▶ [Direction]:
Please turn the lines of the material from the one containing "Task: please point out the racing" through the one containing "<point>62,83</point>", both included, into a JSON list of strings with one string per line and no blank lines.

Supplied information start

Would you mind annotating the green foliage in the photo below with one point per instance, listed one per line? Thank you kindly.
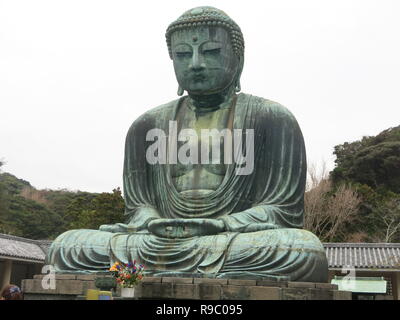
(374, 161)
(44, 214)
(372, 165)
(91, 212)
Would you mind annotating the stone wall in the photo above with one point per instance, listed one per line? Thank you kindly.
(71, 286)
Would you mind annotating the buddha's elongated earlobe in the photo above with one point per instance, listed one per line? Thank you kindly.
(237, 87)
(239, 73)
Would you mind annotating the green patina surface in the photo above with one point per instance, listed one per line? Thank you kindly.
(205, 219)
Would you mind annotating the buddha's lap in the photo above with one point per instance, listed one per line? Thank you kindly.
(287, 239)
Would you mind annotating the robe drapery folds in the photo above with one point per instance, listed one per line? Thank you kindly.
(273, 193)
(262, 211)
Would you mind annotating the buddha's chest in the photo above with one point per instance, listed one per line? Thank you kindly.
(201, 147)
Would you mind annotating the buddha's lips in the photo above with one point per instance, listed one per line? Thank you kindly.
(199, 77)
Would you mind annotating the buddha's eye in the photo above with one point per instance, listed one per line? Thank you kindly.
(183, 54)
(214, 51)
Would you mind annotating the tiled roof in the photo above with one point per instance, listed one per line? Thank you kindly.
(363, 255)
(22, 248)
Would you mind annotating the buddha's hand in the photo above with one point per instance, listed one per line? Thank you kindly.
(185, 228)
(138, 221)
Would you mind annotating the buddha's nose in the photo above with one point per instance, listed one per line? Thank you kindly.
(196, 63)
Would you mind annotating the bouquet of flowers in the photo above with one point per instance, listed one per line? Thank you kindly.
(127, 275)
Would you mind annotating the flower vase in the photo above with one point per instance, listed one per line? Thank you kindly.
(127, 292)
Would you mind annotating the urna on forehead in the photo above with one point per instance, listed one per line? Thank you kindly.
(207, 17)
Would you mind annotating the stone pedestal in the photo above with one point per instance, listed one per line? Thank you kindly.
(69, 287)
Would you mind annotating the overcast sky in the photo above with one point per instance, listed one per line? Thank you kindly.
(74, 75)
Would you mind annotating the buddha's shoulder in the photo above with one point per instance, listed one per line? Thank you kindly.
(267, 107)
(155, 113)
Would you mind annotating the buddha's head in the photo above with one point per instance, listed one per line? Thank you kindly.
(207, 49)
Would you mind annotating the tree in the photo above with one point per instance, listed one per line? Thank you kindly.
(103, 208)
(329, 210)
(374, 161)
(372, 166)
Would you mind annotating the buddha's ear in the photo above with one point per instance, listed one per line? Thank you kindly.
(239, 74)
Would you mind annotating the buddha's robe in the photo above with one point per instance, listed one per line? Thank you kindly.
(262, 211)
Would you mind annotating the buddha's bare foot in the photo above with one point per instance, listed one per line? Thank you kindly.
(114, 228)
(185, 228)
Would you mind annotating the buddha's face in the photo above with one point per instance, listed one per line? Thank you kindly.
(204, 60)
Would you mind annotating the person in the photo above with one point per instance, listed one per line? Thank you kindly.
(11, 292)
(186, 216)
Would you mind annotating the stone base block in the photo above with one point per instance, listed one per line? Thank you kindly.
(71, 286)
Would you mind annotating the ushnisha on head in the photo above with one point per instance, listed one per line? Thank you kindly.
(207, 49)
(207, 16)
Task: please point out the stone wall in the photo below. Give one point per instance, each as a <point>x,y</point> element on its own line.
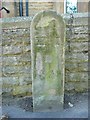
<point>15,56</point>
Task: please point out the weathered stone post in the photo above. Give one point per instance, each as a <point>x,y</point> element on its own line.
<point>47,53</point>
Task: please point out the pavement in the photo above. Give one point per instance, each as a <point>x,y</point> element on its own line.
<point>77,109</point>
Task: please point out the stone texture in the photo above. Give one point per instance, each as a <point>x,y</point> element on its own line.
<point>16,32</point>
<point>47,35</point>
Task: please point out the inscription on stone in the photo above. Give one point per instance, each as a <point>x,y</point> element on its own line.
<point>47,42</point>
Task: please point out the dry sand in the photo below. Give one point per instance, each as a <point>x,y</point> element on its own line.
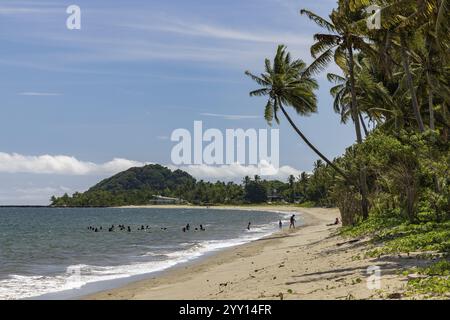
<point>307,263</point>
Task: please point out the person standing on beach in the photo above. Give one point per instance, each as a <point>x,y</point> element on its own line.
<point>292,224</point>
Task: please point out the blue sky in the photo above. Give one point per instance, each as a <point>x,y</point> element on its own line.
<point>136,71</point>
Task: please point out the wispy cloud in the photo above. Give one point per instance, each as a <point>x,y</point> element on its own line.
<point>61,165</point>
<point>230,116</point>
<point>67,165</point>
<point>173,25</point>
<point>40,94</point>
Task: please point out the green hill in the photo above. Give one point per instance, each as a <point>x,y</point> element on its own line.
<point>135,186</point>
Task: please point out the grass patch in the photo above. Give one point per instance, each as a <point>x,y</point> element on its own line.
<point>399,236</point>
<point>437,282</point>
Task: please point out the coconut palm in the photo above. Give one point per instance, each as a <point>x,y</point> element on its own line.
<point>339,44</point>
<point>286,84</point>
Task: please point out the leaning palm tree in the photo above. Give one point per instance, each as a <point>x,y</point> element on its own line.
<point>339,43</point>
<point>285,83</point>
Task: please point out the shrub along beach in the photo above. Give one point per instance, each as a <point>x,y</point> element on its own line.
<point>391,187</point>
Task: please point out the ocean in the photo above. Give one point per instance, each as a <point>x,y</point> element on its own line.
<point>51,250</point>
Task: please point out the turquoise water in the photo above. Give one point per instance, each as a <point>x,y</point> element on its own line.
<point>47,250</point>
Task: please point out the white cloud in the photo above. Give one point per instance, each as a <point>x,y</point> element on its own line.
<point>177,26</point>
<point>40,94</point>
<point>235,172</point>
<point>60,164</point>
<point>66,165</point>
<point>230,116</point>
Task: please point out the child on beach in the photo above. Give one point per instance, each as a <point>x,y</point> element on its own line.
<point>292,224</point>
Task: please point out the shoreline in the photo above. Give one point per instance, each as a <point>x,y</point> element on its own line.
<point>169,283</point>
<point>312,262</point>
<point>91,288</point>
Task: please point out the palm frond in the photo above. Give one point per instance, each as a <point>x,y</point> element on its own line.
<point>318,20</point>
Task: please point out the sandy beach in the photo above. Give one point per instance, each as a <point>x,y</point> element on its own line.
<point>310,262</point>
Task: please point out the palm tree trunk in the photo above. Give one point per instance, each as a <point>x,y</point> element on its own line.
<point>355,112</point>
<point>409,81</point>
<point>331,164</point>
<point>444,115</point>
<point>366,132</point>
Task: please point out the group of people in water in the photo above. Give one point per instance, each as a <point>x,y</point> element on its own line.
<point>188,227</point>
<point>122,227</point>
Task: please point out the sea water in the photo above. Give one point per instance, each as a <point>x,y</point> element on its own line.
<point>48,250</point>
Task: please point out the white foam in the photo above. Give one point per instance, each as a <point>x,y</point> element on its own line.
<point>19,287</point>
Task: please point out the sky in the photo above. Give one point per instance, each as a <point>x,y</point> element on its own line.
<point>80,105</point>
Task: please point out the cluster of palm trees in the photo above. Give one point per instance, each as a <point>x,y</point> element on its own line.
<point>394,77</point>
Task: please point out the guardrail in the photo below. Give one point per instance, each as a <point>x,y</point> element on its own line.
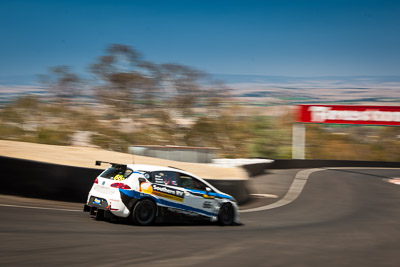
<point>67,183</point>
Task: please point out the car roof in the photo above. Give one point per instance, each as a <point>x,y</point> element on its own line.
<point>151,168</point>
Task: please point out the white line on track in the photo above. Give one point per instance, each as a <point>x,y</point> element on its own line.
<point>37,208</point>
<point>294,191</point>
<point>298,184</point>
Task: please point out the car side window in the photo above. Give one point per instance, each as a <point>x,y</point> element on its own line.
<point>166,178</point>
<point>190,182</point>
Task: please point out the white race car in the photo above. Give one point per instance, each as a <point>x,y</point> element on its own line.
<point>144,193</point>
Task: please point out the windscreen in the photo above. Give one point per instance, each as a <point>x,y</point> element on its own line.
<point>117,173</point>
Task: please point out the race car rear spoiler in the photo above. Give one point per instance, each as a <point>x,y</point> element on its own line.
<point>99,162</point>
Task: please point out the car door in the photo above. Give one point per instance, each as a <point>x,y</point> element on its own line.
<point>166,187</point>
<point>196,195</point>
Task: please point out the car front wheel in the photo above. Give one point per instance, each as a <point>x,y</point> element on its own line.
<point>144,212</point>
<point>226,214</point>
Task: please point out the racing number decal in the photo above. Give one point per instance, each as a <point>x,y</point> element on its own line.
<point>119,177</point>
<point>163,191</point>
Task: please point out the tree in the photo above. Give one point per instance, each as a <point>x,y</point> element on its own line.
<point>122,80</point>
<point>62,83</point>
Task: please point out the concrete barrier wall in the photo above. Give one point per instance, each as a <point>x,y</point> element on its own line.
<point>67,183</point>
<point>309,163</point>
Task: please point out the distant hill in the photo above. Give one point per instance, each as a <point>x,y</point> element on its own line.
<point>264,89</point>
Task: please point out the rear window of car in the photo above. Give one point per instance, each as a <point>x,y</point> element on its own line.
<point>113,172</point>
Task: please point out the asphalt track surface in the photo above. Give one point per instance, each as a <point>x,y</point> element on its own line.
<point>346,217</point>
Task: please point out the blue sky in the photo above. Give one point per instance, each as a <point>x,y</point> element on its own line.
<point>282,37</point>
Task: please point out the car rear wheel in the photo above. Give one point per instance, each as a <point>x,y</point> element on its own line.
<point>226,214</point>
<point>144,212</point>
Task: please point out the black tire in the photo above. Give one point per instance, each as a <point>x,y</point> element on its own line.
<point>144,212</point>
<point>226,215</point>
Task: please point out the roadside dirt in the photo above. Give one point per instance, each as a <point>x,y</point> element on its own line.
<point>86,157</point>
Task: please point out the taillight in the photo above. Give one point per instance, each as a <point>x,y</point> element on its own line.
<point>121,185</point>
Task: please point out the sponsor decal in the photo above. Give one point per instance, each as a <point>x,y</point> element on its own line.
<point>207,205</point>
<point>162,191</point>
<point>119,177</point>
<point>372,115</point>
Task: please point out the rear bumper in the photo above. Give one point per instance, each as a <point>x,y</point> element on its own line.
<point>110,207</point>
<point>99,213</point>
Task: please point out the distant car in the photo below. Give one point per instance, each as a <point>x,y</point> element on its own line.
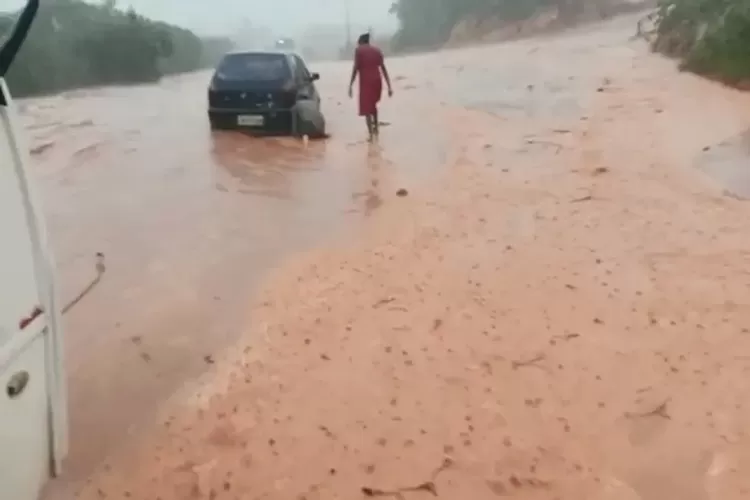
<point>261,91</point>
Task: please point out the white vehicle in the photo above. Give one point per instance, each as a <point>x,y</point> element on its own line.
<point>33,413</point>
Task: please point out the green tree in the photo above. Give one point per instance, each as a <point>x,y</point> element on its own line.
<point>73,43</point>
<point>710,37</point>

Supplied information end

▶ [Written response]:
[
  "Task: please point out the racing number decal in the photo above. Give one point per instance, each as a <point>x,y</point> element on its own line.",
  "<point>119,177</point>",
  "<point>163,191</point>",
  "Task: please point out the tree in the photo above. Give one point per instance, each as a <point>x,y</point> element on its own line.",
  "<point>122,80</point>",
  "<point>62,83</point>"
]